选段:
Hadoop学习笔记5
本节介绍EC模式下,HDFS在文件下载过程中遇到目标节点失效,是如何处理的。
过程简述
用户从HDFS中下载文件的过程如上图所示,在web下载模式中,用户首先登陆web服务器,web服务器会从namenode中获取文件存储的信息,客户端又从web服务器上获得存储信息,然后从存储该文件的其中一个(实际就是第一个)服务器上开始下载文件。显然,被选中的服务器(称为currentnode)上只有该文件的一部分数据,其他数据由其他节点发送给currentnode(实际中是由currentnode读取其他datanode指定位置的数据)。在这个过程中,需要发送给currentnode数据的datanode可能会有失联(fail to connect ),此时,currentnode会读取另外的datanode中的数据,在EC模式下,此时读取的一般为校验块,因此需要进行decode才能得到数据。
源码分析
我们从DFSClient开始分析
/**
* Create an input stream that obtains a nodelist from the
* namenode, and then reads from all the right places. Creates
* inner subclass of InputStream that does the right out-of-band
* work.
*/
public DFSInputStream open(String src, int buffersize, boolean verifyChecksum)
throws IOException {
checkOpen();
// Get block info from namenode
try (TraceScope ignored = newPathTraceScope("newDFSInputStream", src)) {
LocatedBlocks locatedBlocks = getLocatedBlocks(src, 0);
return openInternal(locatedBlocks, src, verifyChecksum);
}
}
首先是open()方法,该方法返回一个DFSInputStream,功能在注释中给出,即根据namenode中的节点信息建立读取数据流。此方法调用了openInternal方法
private DFSInputStream openInternal(LocatedBlocks locatedBlocks, String src,
boolean verifyChecksum) throws IOException {
if (locatedBlocks != null) {
ErasureCodingPolicy ecPolicy = locatedBlocks.getErasureCodingPolicy();
if (ecPolicy != null) {
return new DFSStripedInputStream(this, src, verifyChecksum, ecPolicy,
locatedBlocks);
}
return new DFSInputStream(this, src, verifyChecksum, locatedBlocks);
} else {
throw new IOException("Cannot open filename " + src);
}
}
以上代码比较容易理解,即根据是否使用了EC策略调用不同的InputStream构造函数,接下来看DFSStripedInputStream
读取是从readWithStrategy()方法开始
protected synchronized int readWithStrategy(ReaderStrategy strategy)

数据摘录:
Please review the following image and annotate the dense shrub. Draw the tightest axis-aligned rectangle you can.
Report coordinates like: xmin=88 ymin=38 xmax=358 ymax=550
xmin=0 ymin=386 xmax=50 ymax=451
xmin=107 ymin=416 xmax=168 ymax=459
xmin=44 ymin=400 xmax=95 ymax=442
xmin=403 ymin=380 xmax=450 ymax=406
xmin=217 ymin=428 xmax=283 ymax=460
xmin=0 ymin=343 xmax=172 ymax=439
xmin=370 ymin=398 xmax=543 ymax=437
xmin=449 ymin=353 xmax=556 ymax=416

任务目标 A: 对照这篇HDFS纠删码读取笔记,判断下列三项是否与原文一致,每项回答"是"或"否",并一字不差地引用起决定作用的原文:(i) 用户下载文件时,从存储该文件的第一个服务器开始下载;(ii) currentnode上保存着该文件的全部数据;(iii) 当locatedBlocks为null时,openInternal返回一个DFSInputStream。
任务目标 B: 接着这篇HDFS纠删码读取笔记的最后一行往下续写。
上面的列表取自另一个来源,与这篇HDFS纠删码读取笔记无关。

回答 A:
(i) 是。"然后从存储该文件的其中一个(实际就是第一个)服务器上开始下载文件"
(ii) 否。"被选中的服务器(称为currentnode)上只有该文件的一部分数据"
(iii) 否。"throw new IOException("Cannot open filename " + src);"

回答 B:
throws IOException {
dfsClient.checkOpen();
if (closed.get()) {
throw new IOException("Stream closed");
}
int len = strategy.getTargetLength();
CorruptedBlocks corruptedBlocks = new CorruptedBlocks();
if (pos < getFileLength()) {
try {
if (pos > blockEnd) {
blockSeekTo(pos);
}
int realLen = (int) Math.min(len, (blockEnd - pos + 1L));
synchronized (infoLock) {
if (locatedBlocks.isLastBlockComplete()) {
realLen = (int) Math.min(realLen,
locatedBlocks.getFileLength() - pos);
}
}
/** Number of bytes already read into buffer */
int result = 0;
while (result < realLen) {
if (!curStripeRange.include(getOffsetInBlockGroup())) {
readOneStripe(corruptedBlocks);
}
int ret = copyToTargetBuf(strategy, realLen - result);
result += ret;
pos += ret;
}
return result;
} finally {
// Check if need to report block replicas corruption either read
// was successful or ChecksumException occurred.
reportCheckSumFailure(corruptedBlocks, getCurrentBlockLocationsLength(),
true);
}
}
return -1;
}
整个方法的功能就是依据读取策略读取数据,策略其实很简单,就是读取长度和buffer。方法的27行调用了readOneStripe()方法,调用的条件为已经超出了当前的stripe范围但是依然没有读取到足够的数据,即result<realLen,可以理解为当前块因为损坏或其他原因无法提供数据。下面我们来看readOneStripe()
/**
* Read a new stripe covering the current position, and store the data in the
* {@link #curStripeBuf}.
*/
private void readOneStripe(CorruptedBlocks corruptedBlocks)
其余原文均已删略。